# Work task:
Because the pictures are not wanted, give back only the exact text of every entry below.

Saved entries

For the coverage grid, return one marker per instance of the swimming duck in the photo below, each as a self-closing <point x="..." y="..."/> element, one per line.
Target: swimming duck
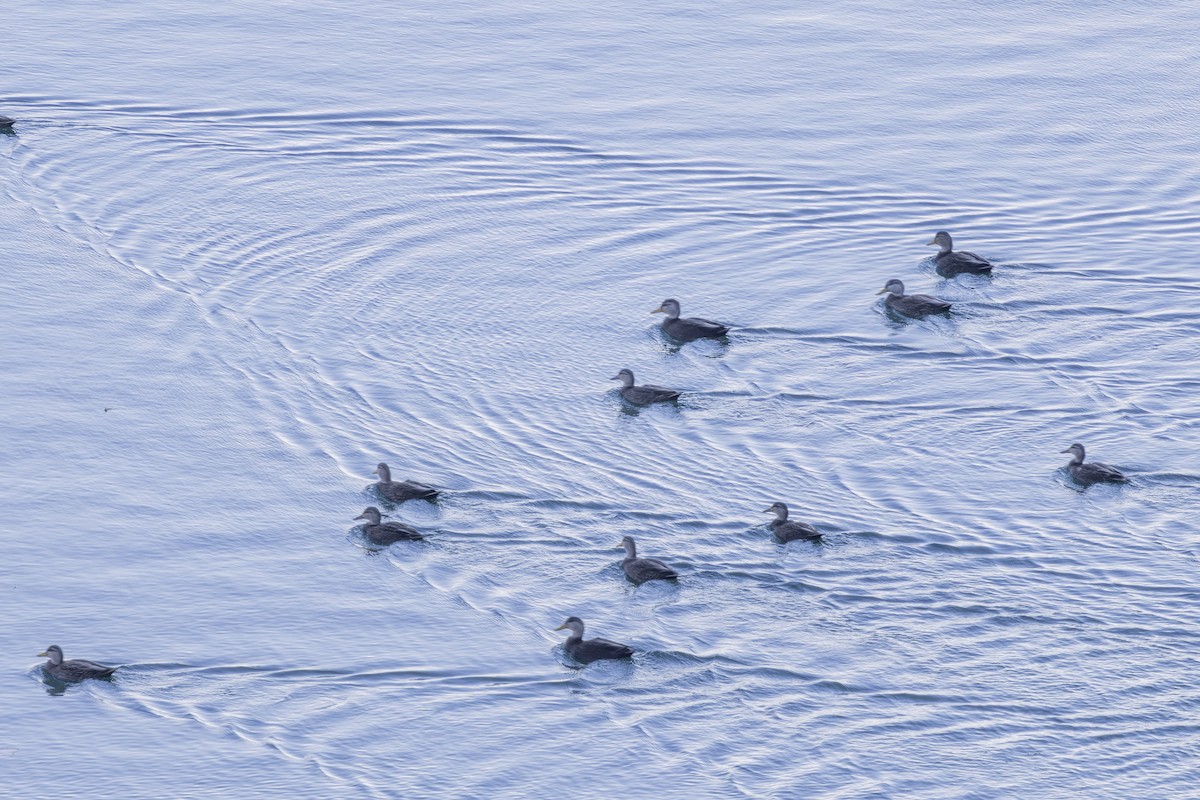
<point x="912" y="305"/>
<point x="642" y="570"/>
<point x="1092" y="473"/>
<point x="72" y="672"/>
<point x="385" y="533"/>
<point x="689" y="328"/>
<point x="642" y="395"/>
<point x="790" y="531"/>
<point x="586" y="651"/>
<point x="401" y="491"/>
<point x="949" y="263"/>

# Output below:
For the coverage grid, return one marker per instance of the swimming duck in the photo below, each as a self-closing <point x="..." y="..."/> element, one per line.
Target: swimming duck
<point x="912" y="305"/>
<point x="642" y="570"/>
<point x="1092" y="473"/>
<point x="72" y="672"/>
<point x="385" y="533"/>
<point x="689" y="328"/>
<point x="642" y="395"/>
<point x="790" y="531"/>
<point x="586" y="651"/>
<point x="401" y="491"/>
<point x="949" y="263"/>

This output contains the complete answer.